WHAT TO DO:
Reproduce the listing from the line containing "Could you please locate the wooden board" through the line containing "xmin=6 ymin=22 xmax=92 ymax=75", replacing "brown and white fur" with "tan and white fur" and keeping everything else unchanged. Leave out the picture.

(Entries taken from an annotation dataset)
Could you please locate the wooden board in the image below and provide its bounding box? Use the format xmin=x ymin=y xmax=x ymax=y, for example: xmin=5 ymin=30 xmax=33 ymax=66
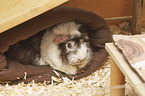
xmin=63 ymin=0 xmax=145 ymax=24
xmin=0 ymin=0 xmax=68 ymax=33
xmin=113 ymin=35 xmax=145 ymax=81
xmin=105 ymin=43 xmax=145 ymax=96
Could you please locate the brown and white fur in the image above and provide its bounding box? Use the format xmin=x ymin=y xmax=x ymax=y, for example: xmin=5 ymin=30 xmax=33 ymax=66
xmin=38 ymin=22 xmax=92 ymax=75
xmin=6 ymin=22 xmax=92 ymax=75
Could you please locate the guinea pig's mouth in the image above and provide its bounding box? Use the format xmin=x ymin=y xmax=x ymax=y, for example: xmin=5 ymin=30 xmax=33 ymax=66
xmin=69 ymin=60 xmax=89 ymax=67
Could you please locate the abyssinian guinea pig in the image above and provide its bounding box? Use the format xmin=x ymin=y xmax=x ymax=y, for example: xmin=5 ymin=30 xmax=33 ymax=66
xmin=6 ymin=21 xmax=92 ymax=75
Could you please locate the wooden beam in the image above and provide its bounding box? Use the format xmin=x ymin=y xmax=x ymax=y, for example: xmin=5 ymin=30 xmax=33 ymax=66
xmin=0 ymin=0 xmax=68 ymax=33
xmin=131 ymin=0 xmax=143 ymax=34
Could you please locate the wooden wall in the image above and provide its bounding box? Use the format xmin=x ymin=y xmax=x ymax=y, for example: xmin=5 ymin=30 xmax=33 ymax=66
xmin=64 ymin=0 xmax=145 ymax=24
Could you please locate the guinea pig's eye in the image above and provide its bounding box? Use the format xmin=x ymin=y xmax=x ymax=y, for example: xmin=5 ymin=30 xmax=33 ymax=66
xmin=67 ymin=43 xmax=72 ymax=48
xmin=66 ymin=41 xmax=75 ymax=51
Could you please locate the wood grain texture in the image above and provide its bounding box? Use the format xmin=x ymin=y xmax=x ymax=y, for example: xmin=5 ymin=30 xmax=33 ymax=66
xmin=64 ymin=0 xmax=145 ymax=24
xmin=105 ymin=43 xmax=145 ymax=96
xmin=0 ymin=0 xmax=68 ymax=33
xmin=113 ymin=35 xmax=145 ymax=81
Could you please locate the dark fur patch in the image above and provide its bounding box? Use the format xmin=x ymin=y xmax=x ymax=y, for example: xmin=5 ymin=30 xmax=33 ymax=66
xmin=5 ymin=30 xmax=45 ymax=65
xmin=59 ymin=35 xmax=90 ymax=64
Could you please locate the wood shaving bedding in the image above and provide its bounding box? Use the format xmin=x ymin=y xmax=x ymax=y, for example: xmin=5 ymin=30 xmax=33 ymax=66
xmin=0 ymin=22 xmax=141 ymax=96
* * *
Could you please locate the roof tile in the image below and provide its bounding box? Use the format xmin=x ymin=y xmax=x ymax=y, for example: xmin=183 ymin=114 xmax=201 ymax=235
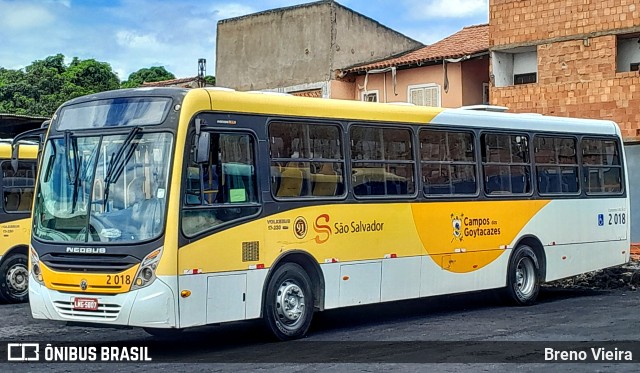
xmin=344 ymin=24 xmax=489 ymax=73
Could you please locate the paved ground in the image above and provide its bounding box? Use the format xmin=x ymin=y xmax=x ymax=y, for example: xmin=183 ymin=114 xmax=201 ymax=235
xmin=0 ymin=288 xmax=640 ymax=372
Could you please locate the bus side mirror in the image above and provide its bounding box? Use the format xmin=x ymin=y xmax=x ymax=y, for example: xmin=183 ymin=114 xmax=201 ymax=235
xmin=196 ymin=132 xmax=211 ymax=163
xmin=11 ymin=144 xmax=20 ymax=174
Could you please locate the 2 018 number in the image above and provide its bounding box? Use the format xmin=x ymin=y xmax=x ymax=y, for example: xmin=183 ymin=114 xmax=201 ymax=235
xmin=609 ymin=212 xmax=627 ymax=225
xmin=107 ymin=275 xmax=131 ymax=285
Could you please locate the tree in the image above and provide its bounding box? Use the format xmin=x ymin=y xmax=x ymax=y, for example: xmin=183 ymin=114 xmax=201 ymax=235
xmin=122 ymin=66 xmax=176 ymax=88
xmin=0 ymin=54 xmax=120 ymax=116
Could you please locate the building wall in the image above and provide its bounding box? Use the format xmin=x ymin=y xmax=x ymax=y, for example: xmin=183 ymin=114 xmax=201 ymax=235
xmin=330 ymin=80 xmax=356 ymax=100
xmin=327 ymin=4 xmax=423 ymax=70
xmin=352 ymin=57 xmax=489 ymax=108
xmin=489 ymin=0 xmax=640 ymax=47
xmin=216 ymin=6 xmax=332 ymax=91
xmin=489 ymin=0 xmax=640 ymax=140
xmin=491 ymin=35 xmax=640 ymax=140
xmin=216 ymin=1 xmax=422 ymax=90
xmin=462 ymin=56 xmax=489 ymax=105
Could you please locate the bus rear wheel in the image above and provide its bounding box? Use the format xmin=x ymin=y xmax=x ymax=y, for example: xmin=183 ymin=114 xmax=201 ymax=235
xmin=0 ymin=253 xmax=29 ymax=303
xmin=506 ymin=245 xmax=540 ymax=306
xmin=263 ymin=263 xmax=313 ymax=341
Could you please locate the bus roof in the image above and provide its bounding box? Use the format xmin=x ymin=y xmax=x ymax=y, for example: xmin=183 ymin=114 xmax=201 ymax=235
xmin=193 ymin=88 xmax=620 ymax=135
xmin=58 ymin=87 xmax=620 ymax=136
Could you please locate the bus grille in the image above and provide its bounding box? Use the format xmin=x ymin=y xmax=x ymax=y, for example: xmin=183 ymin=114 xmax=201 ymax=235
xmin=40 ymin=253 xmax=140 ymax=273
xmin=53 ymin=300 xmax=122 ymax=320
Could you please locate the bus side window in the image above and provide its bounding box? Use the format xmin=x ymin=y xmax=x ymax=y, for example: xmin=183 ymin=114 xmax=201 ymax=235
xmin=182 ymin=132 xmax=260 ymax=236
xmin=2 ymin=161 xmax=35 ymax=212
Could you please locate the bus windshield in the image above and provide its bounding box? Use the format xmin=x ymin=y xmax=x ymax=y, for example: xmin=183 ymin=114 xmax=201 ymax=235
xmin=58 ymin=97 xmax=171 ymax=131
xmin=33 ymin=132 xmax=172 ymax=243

TASK SOLUTION:
Could you please locate the wooden board in the image below and provide its bounding box? Use the format xmin=x ymin=y xmax=x ymax=y, for example: xmin=5 ymin=30 xmax=33 ymax=66
xmin=63 ymin=0 xmax=145 ymax=24
xmin=0 ymin=0 xmax=68 ymax=33
xmin=113 ymin=35 xmax=145 ymax=81
xmin=105 ymin=43 xmax=145 ymax=96
Could you please locate the tan and white fur in the image above and provide its bounding box? Use the format xmin=x ymin=y xmax=x ymax=y, for example: xmin=5 ymin=30 xmax=33 ymax=66
xmin=38 ymin=22 xmax=92 ymax=75
xmin=6 ymin=22 xmax=92 ymax=75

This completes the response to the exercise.